Supplied information -
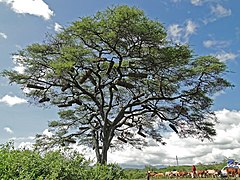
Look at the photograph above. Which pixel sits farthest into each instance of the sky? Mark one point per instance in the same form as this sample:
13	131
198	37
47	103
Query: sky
210	27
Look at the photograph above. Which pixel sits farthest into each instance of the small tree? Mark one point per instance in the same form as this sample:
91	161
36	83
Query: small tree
116	79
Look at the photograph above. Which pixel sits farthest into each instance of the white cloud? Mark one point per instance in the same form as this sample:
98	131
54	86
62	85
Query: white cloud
215	44
175	32
224	56
12	100
57	27
3	35
197	2
189	150
47	133
181	34
17	60
33	7
217	11
220	11
8	130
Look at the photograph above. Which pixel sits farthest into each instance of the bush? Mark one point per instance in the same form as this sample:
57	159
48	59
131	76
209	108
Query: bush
27	164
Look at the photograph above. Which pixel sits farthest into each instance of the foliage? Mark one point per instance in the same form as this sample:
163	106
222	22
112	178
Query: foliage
117	79
27	164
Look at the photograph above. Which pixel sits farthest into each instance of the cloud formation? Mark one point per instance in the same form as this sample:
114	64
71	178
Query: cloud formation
217	12
8	130
225	56
12	100
189	151
33	7
215	44
181	33
197	2
57	27
3	35
226	144
220	11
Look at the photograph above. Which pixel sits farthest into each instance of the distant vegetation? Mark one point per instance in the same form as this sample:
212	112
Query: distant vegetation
33	165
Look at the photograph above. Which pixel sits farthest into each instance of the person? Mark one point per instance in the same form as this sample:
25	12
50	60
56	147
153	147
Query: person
148	175
193	171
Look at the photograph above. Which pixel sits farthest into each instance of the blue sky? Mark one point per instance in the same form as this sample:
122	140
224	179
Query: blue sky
210	27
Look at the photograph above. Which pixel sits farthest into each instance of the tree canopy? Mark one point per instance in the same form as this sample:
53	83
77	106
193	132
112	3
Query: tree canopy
117	79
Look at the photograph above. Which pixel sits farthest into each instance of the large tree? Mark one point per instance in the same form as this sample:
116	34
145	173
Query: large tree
117	79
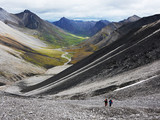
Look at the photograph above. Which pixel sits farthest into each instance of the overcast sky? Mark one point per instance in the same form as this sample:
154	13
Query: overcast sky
112	10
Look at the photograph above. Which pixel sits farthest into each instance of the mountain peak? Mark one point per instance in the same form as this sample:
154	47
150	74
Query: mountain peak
27	11
133	18
64	18
1	9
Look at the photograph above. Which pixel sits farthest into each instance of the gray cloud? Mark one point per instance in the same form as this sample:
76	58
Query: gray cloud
113	10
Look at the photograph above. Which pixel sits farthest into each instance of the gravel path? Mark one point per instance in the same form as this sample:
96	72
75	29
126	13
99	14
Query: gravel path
46	108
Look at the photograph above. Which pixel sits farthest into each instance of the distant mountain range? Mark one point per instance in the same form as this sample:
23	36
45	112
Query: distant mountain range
108	68
37	27
27	45
83	28
104	37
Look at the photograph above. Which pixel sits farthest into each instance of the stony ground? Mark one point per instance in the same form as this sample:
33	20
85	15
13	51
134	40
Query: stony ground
47	108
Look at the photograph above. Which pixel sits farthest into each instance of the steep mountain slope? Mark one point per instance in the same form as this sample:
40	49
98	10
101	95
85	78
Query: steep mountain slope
83	28
17	48
106	36
9	18
98	26
137	48
111	32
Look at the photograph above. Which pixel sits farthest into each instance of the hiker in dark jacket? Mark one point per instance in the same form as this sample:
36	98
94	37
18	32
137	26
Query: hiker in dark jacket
110	103
106	102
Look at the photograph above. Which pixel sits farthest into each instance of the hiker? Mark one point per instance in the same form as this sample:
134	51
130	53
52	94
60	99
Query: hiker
110	103
106	102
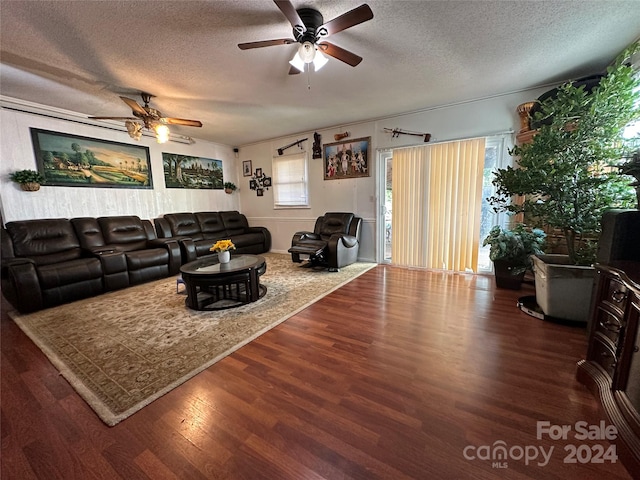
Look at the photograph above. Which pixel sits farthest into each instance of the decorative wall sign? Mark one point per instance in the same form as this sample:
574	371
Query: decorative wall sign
74	161
317	148
348	159
183	171
259	182
246	168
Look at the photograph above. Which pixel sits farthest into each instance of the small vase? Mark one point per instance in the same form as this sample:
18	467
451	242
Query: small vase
224	257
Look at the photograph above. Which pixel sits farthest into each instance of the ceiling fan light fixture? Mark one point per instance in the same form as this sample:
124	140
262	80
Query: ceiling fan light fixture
308	53
297	62
134	129
162	133
319	61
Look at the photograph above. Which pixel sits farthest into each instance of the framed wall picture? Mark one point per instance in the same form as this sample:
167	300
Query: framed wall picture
73	161
183	171
246	168
347	159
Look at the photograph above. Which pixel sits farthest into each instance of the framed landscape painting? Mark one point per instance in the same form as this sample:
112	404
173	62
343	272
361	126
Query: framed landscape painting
347	159
183	171
74	161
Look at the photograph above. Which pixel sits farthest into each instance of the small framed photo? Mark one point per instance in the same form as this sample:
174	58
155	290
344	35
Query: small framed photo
246	168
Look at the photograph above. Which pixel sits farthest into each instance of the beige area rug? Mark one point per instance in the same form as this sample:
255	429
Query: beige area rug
124	349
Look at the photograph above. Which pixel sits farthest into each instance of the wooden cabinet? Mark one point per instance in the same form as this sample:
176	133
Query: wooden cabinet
612	367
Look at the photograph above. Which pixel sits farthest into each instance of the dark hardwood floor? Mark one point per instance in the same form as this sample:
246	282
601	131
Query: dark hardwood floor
396	375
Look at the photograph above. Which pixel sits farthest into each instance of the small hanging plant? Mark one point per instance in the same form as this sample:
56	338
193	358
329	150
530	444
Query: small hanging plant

The problem -
Please render every line of the data above as a Markdown table with the columns Row and Line, giving each row a number and skipping blank lines. Omit the pictures.

The output -
| Row | Line |
|---|---|
| 1 | Look at the photograph above. Which pixel sits farthest into each instance of the sky? Mark one point per instance in the same form as this sample: |
| 2 | 13	131 |
| 3 | 198	37 |
| 4 | 47	103 |
| 5 | Query: sky |
| 6 | 210	27 |
| 7 | Look at the photograph above. Which pixel sits farthest into each instance of the small tree? Mark one point per instance in the same form as this sample: |
| 8 | 91	161 |
| 9 | 36	83 |
| 10 | Query: small tree |
| 11 | 116	79 |
| 12 | Look at the photograph above. Which pixel sits farthest into each instance of the white cloud? Mark one point per instance in the same form as this sample: |
| 13 | 98	131 |
| 14 | 54	86 |
| 15 | 62	85 |
| 16 | Query: white cloud |
| 17 | 215	44 |
| 18 | 175	32 |
| 19 | 224	56 |
| 20 | 12	100 |
| 21 | 57	27 |
| 22 | 3	35 |
| 23 | 197	2 |
| 24 | 189	150 |
| 25 | 47	133 |
| 26 | 181	34 |
| 27 | 17	60 |
| 28 | 33	7 |
| 29 | 217	11 |
| 30 | 220	11 |
| 31 | 8	130 |
| 32 | Look at the photograph above. Which pixel sits farthest into each instance of the bush? Mark one point per instance in the same form as this sample: |
| 33 | 57	159 |
| 34 | 48	59 |
| 35 | 131	76 |
| 36 | 209	108 |
| 37 | Query: bush |
| 38 | 27	164 |
| 39 | Look at the photograph above. Which pixel sits farthest into each instance of the foliage? Mark one point per instance in the same form as this sample: |
| 40 | 163	106 |
| 41 | 222	22 |
| 42 | 112	178 |
| 43 | Query: foliage |
| 44 | 117	79 |
| 45 | 27	164 |
| 46 | Look at the photograph above. Which pixel sits farthest into each instance of the cloud formation? Mark one point per instance in the same form as this sample: |
| 47 | 114	64 |
| 48 | 71	178 |
| 49 | Query: cloud formation |
| 50 | 217	12 |
| 51 | 8	130 |
| 52 | 225	56 |
| 53 | 12	100 |
| 54 | 189	151 |
| 55 | 33	7 |
| 56 | 215	44 |
| 57 | 181	33 |
| 58 | 197	2 |
| 59 | 57	27 |
| 60 | 3	35 |
| 61 | 226	144 |
| 62 | 220	11 |
| 63 | Look at the photograph above. Which pixel sits farthest into each instance of the distant vegetation? Mark one point per instance in the same form as this sample: |
| 64 | 212	112 |
| 65 | Query: distant vegetation |
| 66 | 33	165 |
| 67 | Look at the photograph above. Which pixel sits farthest into each instance of the person? Mark one point per instance in the same form as this sample: |
| 68 | 25	12 |
| 69 | 50	60 |
| 70 | 56	147 |
| 71 | 153	147 |
| 72 | Query: person |
| 73 | 148	175 |
| 74 | 193	171 |
| 75 | Look at the photograph above. Which pixel sits farthest into each instance of the blue sky? Mark one point per instance in the same form as this sample: |
| 76 | 122	140 |
| 77 | 224	179 |
| 78 | Query: blue sky |
| 79 | 210	27 |
| 80 | Look at the photograph above. Which pixel sits farthest into each instance of the tree canopy? Mark one point per instance in the same form as this sample: |
| 81 | 53	83 |
| 82 | 77	106 |
| 83 | 193	132 |
| 84 | 112	3 |
| 85 | Query: tree canopy |
| 86 | 117	79 |
| 87 | Look at the photograph above. Which pixel sits farthest into each instance of the large tree? Mark one point per instance in the same form as this sample: |
| 88 | 116	34 |
| 89 | 145	173 |
| 90 | Query: large tree |
| 91 | 117	79 |
| 92 | Look at the photograph above. Which pixel sits farthest into each instance of the overcast sky? Mark one point per instance in the same form as this sample: |
| 93 | 154	13 |
| 94 | Query: overcast sky |
| 95 | 112	10 |
| 96 | Look at the photograph above. Which pixel sits farthest into each instance of the mountain peak? Mark one point per instance in the same form as this sample: |
| 97 | 154	47 |
| 98 | 150	74 |
| 99 | Query: mountain peak |
| 100 | 27	11 |
| 101 | 133	18 |
| 102 | 64	18 |
| 103 | 1	9 |
| 104 | Look at the photograph above. Which pixel sits farthest into each instance of the gray cloud? Mark one point per instance in the same form as this sample: |
| 105 | 76	58 |
| 106 | Query: gray cloud |
| 107 | 113	10 |
| 108 | Look at the photograph above. Which pixel sits farthest into each instance of the gravel path? Mark one point per instance in the same form as this sample: |
| 109 | 96	72 |
| 110 | 75	29 |
| 111 | 126	13 |
| 112 | 99	14 |
| 113 | Query: gravel path |
| 114 | 46	108 |
| 115 | Look at the photograph above. Which pixel sits farthest into each instance of the distant mountain range? Mark one point per instance in the same form as this sample: |
| 116 | 23	36 |
| 117 | 45	112 |
| 118 | Query: distant mountain range |
| 119 | 108	68 |
| 120 | 37	27 |
| 121 | 27	45 |
| 122 | 83	28 |
| 123 | 104	37 |
| 124 | Look at the photograph above. Which pixel sits farthest into each instance of the stony ground? Mark one point per instance in the same form as this sample: |
| 125 | 33	20 |
| 126 | 85	15 |
| 127 | 13	51 |
| 128 | 134	40 |
| 129 | Query: stony ground |
| 130 | 47	108 |
| 131 | Look at the photograph above. Which pixel sits farthest into each instance of the steep mountain slope? Mark one point per instance in the same form as this sample: |
| 132 | 40	49 |
| 133 | 98	10 |
| 134 | 101	95 |
| 135 | 85	78 |
| 136 | Query: steep mountain slope |
| 137 | 83	28 |
| 138 | 17	48 |
| 139 | 106	36 |
| 140 | 9	18 |
| 141 | 98	26 |
| 142 | 137	48 |
| 143 | 111	32 |
| 144 | Look at the photograph above. Which pixel sits farthest into each instance of the hiker in dark jacket? Mark one point per instance in the same form as this sample: |
| 145 | 36	98 |
| 146 | 94	37 |
| 147 | 18	32 |
| 148 | 137	26 |
| 149 | Query: hiker in dark jacket |
| 150 | 110	103 |
| 151 | 106	102 |
| 152 | Look at the photograph above. Which pixel sits farthest into each instance of the hiker? Mark one point per instance in the same form as this sample: |
| 153 | 134	51 |
| 154 | 130	53 |
| 155 | 52	94 |
| 156 | 60	99 |
| 157 | Query: hiker |
| 158 | 110	103 |
| 159 | 106	102 |
| 160 | Look at the photograph above. Which pixel sits farthest into each instance of the decorative wall sign? Mark one point per instance in the same form as this sample: |
| 161 | 574	371 |
| 162 | Query: decorative wall sign |
| 163 | 74	161 |
| 164 | 317	148 |
| 165 | 348	159 |
| 166 | 183	171 |
| 167 | 259	182 |
| 168 | 246	168 |
| 169 | Look at the photograph above. Which pixel sits farthest into each instance of the small vase? Mark one point per instance in the same form as this sample: |
| 170 | 18	467 |
| 171 | 451	242 |
| 172 | Query: small vase |
| 173 | 224	257 |
| 174 | Look at the photograph above. Which pixel sits farthest into each instance of the ceiling fan light fixture? Mark one point per instance in the same form as this sample: |
| 175 | 124	140 |
| 176 | 262	80 |
| 177 | Query: ceiling fan light fixture |
| 178 | 308	53 |
| 179 | 297	62 |
| 180 | 134	129 |
| 181 | 162	133 |
| 182 | 319	61 |
| 183 | Look at the photograph above. Which pixel sits farthest into each instance of the framed wall picture? Mark one point per instance in the same form as this sample: |
| 184 | 167	300 |
| 185 | Query: framed wall picture |
| 186 | 73	161 |
| 187 | 183	171 |
| 188 | 246	168 |
| 189 | 347	159 |
| 190 | Look at the photograph above. Which pixel sits farthest into each instance of the framed landscape painting? Mark one point per instance in the same form as this sample: |
| 191 | 112	404 |
| 192 | 173	62 |
| 193 | 343	272 |
| 194 | 361	126 |
| 195 | Query: framed landscape painting |
| 196 | 347	159 |
| 197 | 183	171 |
| 198 | 74	161 |
| 199 | Look at the photograph above. Which pixel sits farthest into each instance of the small framed photo? Mark one point per instance in the same form as this sample: |
| 200 | 174	58 |
| 201 | 155	290 |
| 202 | 344	35 |
| 203 | Query: small framed photo |
| 204 | 246	168 |
| 205 | Look at the photograph above. Which pixel sits farthest into each instance of the beige area rug? Mark one point per instance in the same form as this sample: |
| 206 | 255	429 |
| 207 | Query: beige area rug |
| 208 | 124	349 |
| 209 | Look at the photograph above. Which pixel sits farthest into each instance of the wooden cabinet? Mark one point per instance in the same form as this sample: |
| 210 | 176	133 |
| 211 | Query: wooden cabinet |
| 212 | 612	367 |
| 213 | Look at the photograph above. Which pixel sits farthest into each instance of the dark hardwood floor? Mark one point per instance in the same form as this sample: |
| 214 | 246	282 |
| 215 | 601	131 |
| 216 | Query: dark hardwood floor |
| 217 | 396	375 |
| 218 | Look at the photograph above. Which pixel sits farthest into each instance of the small hanging plant? Mark one point per instance in the same form as this sample: |
| 219 | 56	338 |
| 220 | 193	358 |
| 221 | 329	150 |
| 222 | 530	444 |
| 223 | Query: small hanging plant |